La session parlementaire reprendra à la mi-septembre. Legault est déjà prêt à retenter sa chance avec une nouvelle mouture de son projet de loi. Il profitera probablement de sa majorité parlementaire pour adopter un nouveau projet avec la même substance.

Comment se démarquer des populistes ?

Le bon moyen de couper l’herbe sous les pieds des réactionnaires, qui conduisent la classe ouvrière dans les bras des entreprises privées, c’est de présenter des revendications concrètes, palpables et qui touchent le plus grand nombre de travailleurs et travailleurs. Augmenter le salaire des employé·es de la santé en montant fixe plutôt qu’en pourcentage, donner de l’équipement de protection adéquat à toutes les travailleuses et travailleurs, etc. Ce sont des éléments ancrés dans le milieu de travail qui ont des impacts réels et durables dans les conditions de travail et de vie des travailleurs et travailleuses.

Ensuite, il y a les mesures plus générales, par exemple la nationalisation sous contrôle démocratique des CHSLD et des résidences pour personnes âgées privées, le financement des services publics par la taxation et l’imposition des riches et grandes entreprises, ou encore la saisie de l’argent des paradis fiscaux.

**DONNÉES:**
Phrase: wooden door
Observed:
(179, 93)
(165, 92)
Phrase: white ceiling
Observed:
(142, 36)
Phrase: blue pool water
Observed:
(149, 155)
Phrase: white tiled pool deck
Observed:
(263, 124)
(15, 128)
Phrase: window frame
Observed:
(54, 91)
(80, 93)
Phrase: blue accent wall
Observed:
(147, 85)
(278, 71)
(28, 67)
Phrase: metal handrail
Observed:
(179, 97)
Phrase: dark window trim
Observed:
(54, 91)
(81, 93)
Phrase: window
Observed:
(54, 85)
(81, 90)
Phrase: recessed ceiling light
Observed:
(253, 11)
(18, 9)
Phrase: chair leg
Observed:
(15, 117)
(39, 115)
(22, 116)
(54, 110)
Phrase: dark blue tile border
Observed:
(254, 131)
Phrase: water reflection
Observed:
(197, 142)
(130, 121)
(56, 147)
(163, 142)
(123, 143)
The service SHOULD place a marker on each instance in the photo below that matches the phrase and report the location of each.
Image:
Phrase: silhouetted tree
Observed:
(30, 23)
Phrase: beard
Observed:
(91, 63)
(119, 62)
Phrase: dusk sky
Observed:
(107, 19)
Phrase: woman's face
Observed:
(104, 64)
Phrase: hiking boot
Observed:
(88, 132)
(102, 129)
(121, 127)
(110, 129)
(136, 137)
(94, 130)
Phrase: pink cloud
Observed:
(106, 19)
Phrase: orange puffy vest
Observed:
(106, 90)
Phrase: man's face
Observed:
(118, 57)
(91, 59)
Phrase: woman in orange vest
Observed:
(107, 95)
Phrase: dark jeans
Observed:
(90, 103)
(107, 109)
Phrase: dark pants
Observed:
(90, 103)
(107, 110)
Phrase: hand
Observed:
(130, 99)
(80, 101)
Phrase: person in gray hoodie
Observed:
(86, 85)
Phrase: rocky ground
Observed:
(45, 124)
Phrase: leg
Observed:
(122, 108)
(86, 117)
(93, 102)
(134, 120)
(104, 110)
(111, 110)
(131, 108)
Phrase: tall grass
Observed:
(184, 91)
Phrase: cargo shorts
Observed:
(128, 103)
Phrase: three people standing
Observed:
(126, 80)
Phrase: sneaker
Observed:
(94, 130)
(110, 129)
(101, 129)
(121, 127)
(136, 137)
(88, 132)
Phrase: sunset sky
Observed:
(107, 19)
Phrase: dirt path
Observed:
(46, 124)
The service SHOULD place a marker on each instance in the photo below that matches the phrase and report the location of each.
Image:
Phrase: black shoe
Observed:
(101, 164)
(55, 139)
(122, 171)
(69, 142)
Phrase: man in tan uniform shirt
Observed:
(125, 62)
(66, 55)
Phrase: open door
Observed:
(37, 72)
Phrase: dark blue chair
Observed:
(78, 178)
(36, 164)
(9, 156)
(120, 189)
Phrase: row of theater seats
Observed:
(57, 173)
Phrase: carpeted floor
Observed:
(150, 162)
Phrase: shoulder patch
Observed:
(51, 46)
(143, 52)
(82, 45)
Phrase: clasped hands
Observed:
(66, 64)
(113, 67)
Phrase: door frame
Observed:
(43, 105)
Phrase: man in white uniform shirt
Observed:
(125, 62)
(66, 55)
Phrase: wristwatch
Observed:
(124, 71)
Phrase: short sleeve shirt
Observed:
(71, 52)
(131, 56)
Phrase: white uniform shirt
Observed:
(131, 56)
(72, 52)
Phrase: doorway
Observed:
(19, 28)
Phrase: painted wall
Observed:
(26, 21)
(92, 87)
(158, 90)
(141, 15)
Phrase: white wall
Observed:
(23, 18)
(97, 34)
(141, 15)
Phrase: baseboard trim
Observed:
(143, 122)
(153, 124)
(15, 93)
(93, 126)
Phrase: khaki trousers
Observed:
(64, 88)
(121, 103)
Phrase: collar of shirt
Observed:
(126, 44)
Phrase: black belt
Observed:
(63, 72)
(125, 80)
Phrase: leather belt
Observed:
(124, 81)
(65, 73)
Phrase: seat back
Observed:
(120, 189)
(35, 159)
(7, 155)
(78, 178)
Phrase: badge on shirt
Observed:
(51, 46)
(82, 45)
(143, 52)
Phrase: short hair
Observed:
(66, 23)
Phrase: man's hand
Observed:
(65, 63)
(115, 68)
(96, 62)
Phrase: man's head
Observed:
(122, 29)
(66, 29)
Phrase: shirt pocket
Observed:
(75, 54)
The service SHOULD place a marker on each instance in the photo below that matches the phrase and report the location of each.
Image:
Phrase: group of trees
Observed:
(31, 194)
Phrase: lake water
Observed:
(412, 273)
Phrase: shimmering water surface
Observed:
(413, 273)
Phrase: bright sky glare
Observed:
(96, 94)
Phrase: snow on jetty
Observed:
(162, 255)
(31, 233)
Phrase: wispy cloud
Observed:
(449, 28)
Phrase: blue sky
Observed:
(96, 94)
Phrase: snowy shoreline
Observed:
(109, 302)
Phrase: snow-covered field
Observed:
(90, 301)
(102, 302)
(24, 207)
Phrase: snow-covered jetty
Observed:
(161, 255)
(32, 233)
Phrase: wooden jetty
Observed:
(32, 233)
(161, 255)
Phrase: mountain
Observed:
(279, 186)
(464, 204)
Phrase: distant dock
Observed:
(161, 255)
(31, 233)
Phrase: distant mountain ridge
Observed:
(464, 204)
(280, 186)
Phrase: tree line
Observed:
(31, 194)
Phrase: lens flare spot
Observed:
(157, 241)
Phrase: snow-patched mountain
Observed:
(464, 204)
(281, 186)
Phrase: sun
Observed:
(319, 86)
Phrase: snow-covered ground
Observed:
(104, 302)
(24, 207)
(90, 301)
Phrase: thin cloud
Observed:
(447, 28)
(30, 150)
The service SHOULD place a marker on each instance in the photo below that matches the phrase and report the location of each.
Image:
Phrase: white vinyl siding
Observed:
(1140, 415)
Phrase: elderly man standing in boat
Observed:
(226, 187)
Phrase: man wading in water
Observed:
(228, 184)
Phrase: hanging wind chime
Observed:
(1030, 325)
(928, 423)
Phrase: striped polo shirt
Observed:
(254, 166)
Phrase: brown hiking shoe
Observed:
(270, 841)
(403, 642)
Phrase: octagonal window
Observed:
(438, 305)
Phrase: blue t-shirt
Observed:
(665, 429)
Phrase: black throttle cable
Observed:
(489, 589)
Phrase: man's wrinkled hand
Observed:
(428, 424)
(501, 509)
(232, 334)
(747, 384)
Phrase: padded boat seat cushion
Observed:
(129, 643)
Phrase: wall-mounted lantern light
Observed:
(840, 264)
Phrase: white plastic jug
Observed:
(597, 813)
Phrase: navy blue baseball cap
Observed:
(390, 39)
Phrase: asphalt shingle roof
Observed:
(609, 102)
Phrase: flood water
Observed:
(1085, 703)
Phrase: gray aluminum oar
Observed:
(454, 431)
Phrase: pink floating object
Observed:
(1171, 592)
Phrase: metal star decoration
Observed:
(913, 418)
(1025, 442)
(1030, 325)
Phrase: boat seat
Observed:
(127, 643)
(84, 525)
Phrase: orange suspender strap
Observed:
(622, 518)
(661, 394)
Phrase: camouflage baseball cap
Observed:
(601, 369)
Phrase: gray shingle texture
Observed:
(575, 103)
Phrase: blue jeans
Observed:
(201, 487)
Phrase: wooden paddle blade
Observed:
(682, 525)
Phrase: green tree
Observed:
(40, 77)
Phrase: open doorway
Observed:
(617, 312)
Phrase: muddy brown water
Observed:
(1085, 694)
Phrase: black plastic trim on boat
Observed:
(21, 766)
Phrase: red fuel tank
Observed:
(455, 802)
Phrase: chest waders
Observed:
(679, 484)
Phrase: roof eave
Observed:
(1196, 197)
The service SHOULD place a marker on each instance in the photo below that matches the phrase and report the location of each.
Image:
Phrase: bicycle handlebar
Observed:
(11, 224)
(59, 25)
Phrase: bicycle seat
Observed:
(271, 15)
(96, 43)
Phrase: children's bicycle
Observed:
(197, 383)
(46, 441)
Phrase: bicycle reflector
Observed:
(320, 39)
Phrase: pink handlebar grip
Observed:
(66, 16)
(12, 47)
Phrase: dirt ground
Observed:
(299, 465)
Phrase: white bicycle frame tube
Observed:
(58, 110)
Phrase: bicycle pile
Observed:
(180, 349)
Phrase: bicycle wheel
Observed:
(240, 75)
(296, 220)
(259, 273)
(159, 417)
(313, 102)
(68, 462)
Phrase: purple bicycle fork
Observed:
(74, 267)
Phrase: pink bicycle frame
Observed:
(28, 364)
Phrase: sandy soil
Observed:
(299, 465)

**CONSIGNE A:** Recopiez l'extrait de « Comment se démarquer » jusqu'à « travailleurs et travailleuses. ».
**CONSIGNE B:**
Répondez à ces questions sur l'extrait :
(i) Quand la session parlementaire reprendra-t-elle ?
(ii) De quelle façon faudrait-il augmenter le salaire des employé·es de la santé ?
(iii) Quel argent est-il proposé de saisir ?
Servez-vous seulement de l'extrait pour répondre.

**RÉPONSE A:**
Comment se démarquer des populistes ?

Le bon moyen de couper l’herbe sous les pieds des réactionnaires, qui conduisent la classe ouvrière dans les bras des entreprises privées, c’est de présenter des revendications concrètes, palpables et qui touchent le plus grand nombre de travailleurs et travailleurs. Augmenter le salaire des employé·es de la santé en montant fixe plutôt qu’en pourcentage, donner de l’équipement de protection adéquat à toutes les travailleuses et travailleurs, etc. Ce sont des éléments ancrés dans le milieu de travail qui ont des impacts réels et durables dans les conditions de travail et de vie des travailleurs et travailleuses.

**RÉPONSE B:**
(i) À la mi-septembre.
(ii) En montant fixe plutôt qu'en pourcentage.
(iii) L'argent des paradis fiscaux.